Work request :: Of the lines listed below, return exactly those that run from the line containing "Tag the white building" through the line containing "Tag the building window", both included.

^^^^^^^^

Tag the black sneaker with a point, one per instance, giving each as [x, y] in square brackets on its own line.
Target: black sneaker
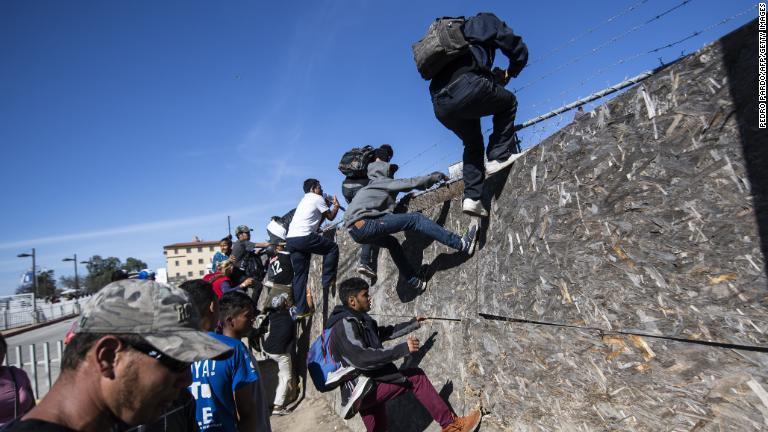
[366, 270]
[419, 284]
[469, 240]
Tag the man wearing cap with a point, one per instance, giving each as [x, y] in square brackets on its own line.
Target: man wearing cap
[240, 251]
[127, 362]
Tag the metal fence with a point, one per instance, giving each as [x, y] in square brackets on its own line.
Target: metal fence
[25, 314]
[39, 364]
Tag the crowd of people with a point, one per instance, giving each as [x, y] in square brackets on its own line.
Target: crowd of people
[145, 356]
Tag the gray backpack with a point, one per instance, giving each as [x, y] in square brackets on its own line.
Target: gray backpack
[443, 43]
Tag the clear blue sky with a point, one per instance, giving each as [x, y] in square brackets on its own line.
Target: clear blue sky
[128, 125]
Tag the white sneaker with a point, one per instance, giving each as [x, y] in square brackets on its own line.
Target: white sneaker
[492, 167]
[474, 207]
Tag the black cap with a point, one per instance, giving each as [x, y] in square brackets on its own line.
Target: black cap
[385, 152]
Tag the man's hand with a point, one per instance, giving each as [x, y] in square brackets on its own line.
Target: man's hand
[501, 76]
[437, 176]
[413, 344]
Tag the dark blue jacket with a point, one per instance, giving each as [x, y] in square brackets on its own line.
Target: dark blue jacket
[485, 33]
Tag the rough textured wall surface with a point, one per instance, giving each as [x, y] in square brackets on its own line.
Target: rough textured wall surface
[621, 279]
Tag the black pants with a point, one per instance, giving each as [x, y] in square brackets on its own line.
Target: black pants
[459, 107]
[301, 249]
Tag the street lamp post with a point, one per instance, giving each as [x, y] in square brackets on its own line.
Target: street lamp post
[34, 282]
[34, 270]
[74, 261]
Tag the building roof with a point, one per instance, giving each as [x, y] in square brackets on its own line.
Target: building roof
[193, 244]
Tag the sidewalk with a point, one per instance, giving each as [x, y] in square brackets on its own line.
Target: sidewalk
[311, 415]
[19, 330]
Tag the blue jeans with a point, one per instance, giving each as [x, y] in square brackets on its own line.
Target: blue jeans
[369, 255]
[301, 249]
[378, 232]
[459, 107]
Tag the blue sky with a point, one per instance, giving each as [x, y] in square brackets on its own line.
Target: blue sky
[128, 125]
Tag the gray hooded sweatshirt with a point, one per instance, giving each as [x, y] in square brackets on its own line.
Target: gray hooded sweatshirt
[379, 196]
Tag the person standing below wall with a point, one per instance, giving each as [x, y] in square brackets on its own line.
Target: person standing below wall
[356, 340]
[304, 239]
[277, 345]
[467, 89]
[128, 362]
[16, 396]
[221, 255]
[228, 393]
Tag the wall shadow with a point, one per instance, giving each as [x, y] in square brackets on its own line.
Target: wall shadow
[740, 60]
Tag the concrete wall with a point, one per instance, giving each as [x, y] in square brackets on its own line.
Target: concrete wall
[621, 278]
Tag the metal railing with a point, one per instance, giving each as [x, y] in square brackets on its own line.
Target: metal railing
[41, 368]
[43, 312]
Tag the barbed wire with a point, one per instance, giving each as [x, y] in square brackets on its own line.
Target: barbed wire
[600, 47]
[602, 70]
[585, 33]
[539, 131]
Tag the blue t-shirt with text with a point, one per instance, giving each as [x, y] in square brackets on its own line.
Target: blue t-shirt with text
[214, 383]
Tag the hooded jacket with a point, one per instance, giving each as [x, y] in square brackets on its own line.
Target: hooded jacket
[356, 340]
[379, 196]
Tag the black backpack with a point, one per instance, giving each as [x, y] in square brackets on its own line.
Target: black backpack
[442, 44]
[350, 187]
[354, 163]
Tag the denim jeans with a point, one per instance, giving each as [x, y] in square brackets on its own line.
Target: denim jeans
[459, 107]
[369, 255]
[378, 232]
[301, 249]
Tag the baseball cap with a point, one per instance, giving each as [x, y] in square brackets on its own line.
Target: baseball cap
[163, 315]
[242, 228]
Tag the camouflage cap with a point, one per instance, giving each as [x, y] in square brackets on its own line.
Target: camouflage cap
[242, 228]
[163, 315]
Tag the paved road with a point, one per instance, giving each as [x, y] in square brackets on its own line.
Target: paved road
[38, 337]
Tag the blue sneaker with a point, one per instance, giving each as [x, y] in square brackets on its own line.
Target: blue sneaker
[469, 240]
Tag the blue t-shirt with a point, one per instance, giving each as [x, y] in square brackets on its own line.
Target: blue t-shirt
[214, 383]
[217, 258]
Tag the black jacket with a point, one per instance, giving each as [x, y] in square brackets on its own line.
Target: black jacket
[356, 340]
[485, 33]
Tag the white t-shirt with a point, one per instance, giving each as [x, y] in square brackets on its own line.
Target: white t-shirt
[309, 214]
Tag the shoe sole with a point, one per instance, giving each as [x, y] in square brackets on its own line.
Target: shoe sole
[474, 213]
[505, 164]
[367, 273]
[472, 427]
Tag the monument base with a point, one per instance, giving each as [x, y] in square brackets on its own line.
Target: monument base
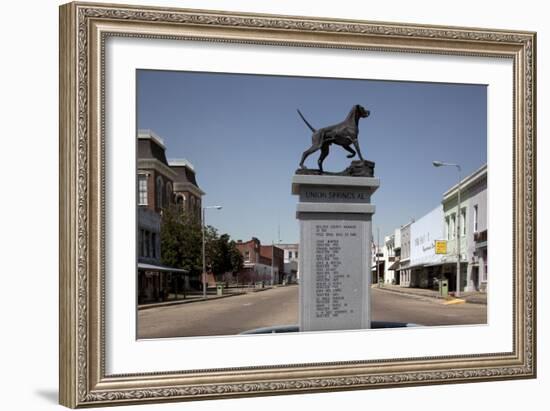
[357, 168]
[335, 250]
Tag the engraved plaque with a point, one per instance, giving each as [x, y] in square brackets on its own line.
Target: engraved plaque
[335, 249]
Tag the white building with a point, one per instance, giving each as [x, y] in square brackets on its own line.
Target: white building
[291, 261]
[473, 230]
[424, 262]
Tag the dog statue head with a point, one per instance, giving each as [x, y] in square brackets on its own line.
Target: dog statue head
[361, 111]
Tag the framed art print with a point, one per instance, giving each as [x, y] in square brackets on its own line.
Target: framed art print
[260, 204]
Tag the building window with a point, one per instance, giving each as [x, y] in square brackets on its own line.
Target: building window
[146, 244]
[463, 222]
[169, 193]
[453, 222]
[154, 245]
[160, 192]
[141, 250]
[142, 189]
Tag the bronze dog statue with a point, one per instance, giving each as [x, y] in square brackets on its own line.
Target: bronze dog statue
[343, 134]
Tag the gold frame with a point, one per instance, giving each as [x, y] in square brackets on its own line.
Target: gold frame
[83, 30]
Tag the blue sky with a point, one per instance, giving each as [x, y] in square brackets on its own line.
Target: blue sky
[245, 139]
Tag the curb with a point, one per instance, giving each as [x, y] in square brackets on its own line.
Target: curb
[178, 302]
[198, 300]
[431, 298]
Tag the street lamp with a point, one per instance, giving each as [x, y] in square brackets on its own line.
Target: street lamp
[204, 247]
[458, 214]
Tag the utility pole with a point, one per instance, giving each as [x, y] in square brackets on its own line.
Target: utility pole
[377, 264]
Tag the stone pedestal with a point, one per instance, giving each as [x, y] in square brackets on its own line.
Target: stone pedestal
[335, 250]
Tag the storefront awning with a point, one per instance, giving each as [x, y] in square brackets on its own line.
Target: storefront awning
[394, 266]
[162, 268]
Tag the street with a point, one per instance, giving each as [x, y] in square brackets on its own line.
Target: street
[279, 306]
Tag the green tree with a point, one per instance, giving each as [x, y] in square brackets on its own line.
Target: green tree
[181, 245]
[181, 240]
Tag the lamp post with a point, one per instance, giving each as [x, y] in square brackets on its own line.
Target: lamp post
[458, 214]
[204, 247]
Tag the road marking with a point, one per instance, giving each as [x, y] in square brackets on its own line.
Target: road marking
[454, 301]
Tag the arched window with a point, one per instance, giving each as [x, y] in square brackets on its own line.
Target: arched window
[160, 192]
[169, 193]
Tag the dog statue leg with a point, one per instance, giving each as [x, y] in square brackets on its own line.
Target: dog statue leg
[356, 145]
[350, 150]
[324, 154]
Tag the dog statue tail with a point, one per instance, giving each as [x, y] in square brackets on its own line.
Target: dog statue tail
[305, 121]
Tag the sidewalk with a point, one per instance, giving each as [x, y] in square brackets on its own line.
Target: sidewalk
[198, 297]
[472, 297]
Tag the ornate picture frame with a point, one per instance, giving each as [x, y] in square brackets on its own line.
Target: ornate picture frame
[84, 29]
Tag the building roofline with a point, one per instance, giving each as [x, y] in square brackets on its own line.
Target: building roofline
[150, 134]
[466, 182]
[180, 162]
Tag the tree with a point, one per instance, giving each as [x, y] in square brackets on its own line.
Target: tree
[181, 240]
[181, 245]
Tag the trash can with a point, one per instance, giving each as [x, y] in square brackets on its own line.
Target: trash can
[444, 288]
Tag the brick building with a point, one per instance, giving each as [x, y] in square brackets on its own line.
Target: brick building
[187, 193]
[261, 263]
[159, 185]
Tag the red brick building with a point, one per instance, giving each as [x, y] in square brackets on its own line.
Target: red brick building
[160, 185]
[262, 263]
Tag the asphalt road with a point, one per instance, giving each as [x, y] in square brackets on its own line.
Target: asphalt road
[279, 306]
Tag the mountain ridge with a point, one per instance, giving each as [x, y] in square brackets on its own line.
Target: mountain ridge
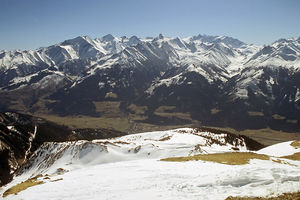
[247, 84]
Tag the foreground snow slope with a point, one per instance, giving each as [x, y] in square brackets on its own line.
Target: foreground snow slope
[129, 167]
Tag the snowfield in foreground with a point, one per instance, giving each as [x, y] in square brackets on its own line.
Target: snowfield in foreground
[129, 167]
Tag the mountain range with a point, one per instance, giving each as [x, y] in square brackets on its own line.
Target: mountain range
[214, 80]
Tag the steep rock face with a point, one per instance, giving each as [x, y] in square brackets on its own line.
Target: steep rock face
[247, 86]
[21, 135]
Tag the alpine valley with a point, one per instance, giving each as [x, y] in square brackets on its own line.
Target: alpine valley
[204, 80]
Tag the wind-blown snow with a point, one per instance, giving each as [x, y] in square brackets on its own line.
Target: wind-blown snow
[122, 168]
[281, 149]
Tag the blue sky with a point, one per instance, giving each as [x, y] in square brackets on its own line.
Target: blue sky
[29, 24]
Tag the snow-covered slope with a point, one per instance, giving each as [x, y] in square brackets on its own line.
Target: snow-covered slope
[196, 74]
[153, 145]
[129, 167]
[284, 52]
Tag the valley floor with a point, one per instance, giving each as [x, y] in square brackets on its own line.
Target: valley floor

^^^^^^^^

Task answer ::
Tag the white building with a point, one per instance, giving each as [x, y] in square brackets on its own line.
Target: white building
[291, 261]
[473, 230]
[424, 262]
Tag the dog statue head with a point, one per instance, giving each as [x, y] in square brackets on its own line.
Target: dog statue head
[361, 111]
Tag the framed art print with a point, one per instance, giving each as [x, y] in square brackets on its own line.
Target: framed art print
[260, 204]
Tag the building window with a point, one per instance, giving each as [x, y] in square brackets on its own line.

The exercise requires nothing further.